(Beginning of Supplied material)

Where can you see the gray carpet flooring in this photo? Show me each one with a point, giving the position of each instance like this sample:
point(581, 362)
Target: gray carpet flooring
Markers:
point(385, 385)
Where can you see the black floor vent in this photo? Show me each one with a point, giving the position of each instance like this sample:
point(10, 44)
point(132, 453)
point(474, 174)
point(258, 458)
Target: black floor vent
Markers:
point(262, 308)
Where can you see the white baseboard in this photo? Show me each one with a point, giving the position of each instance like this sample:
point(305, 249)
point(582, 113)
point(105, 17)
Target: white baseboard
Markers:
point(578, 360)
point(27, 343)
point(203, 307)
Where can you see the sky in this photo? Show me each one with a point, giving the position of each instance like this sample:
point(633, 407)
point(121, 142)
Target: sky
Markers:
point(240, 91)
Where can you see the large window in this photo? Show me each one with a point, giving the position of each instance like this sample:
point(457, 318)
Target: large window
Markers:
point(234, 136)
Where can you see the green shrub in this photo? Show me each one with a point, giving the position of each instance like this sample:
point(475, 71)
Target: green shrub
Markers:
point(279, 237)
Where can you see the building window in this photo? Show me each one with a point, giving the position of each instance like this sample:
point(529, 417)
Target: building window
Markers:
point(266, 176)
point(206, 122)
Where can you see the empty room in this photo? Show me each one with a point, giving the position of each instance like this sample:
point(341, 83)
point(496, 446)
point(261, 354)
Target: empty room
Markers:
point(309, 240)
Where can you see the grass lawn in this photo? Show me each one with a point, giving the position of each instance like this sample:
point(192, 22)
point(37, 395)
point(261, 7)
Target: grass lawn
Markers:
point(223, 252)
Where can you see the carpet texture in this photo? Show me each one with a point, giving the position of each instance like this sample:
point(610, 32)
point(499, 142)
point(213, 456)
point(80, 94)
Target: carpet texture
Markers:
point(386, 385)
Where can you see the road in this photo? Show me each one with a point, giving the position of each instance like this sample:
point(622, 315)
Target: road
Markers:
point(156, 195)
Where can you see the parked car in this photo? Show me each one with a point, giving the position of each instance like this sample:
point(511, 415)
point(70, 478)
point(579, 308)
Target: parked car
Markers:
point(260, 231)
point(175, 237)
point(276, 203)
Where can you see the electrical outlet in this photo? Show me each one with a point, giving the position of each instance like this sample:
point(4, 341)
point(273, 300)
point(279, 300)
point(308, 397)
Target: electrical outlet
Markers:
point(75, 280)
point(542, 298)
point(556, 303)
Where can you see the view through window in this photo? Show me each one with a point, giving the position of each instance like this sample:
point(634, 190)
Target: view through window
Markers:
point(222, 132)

(End of Supplied material)

> _Directions_: Please go through the listing and return each line that has "black" in it.

> _Response for this exercise_:
Where can you see the black floor vent in this photo? Show me each one with a point, giving the position of each instance like this sample:
Target: black floor vent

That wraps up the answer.